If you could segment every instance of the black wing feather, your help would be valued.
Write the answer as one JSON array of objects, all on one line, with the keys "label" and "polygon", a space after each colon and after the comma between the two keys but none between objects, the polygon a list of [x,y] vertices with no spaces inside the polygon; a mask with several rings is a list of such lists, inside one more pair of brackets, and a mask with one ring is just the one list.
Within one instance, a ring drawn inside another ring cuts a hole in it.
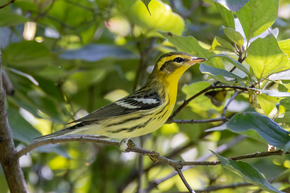
[{"label": "black wing feather", "polygon": [[[140,92],[135,92],[132,94],[119,100],[115,102],[95,111],[89,115],[74,121],[68,124],[83,121],[90,121],[106,119],[111,117],[126,115],[138,111],[146,111],[156,108],[161,105],[163,102],[157,93],[152,93],[150,94],[140,93]],[[139,98],[144,99],[152,99],[156,100],[156,102],[151,104],[144,103],[142,101],[138,101],[136,100],[136,96]],[[129,108],[122,106],[118,103],[123,102],[131,106],[138,107],[135,109]]]}]

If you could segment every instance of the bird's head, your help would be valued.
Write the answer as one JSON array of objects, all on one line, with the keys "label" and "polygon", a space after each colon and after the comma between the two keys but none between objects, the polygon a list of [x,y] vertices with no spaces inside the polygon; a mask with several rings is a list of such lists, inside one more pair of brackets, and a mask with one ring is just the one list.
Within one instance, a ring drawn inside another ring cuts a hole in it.
[{"label": "bird's head", "polygon": [[195,63],[206,60],[206,59],[193,56],[185,52],[169,52],[159,58],[151,75],[167,81],[178,81],[187,69]]}]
━━━━━━━━━━━━━━━━
JOB: Please revise all the records above by swapping "segment" for "outline" and keeping everything else the same. Omit the pictures from your copy.

RESPONSE FOR THIS EXERCISE:
If you could outline every instance of the black wing feather, your help would be valued.
Write the answer as one JSON array of objects, all on one line, with the keys "label" and "polygon", a space after each colon and after the comma between the two keys but none between objects, the polygon a list of [x,y] vertices with no spaces inside the polygon; a mask with several rings is a list of such lists, inside one more pair of brackets, and a mask with one ring is just the one list.
Within one instance, a ring drawn inside another ring cuts a hole in it.
[{"label": "black wing feather", "polygon": [[[140,92],[135,92],[132,94],[119,100],[115,102],[95,111],[89,115],[74,121],[68,124],[83,121],[90,121],[106,119],[111,117],[126,115],[138,111],[146,111],[156,108],[161,105],[163,102],[157,93],[152,93],[150,94],[140,93]],[[139,98],[144,99],[152,99],[156,100],[156,102],[151,104],[144,103],[142,101],[138,101],[136,100],[136,96]],[[129,108],[122,106],[118,103],[123,102],[131,106],[138,107],[135,109]]]}]

If you could outline every instance of the bird's head, your help would be valued.
Write the answer as one JSON array of objects, all on one line, with the keys "label" and "polygon", a space after each colon and after the comma between the two keys but none between objects, the polygon a list of [x,y] vertices with no spaces inside the polygon; a mask with several rings is a list of such lists, inside one more pair of brackets, and a mask with one ring is just the one list.
Within one instance, a ring drawn inside another ring cuts a hole in it.
[{"label": "bird's head", "polygon": [[195,63],[206,60],[206,59],[193,56],[185,52],[169,52],[159,58],[151,75],[167,81],[178,81],[187,69]]}]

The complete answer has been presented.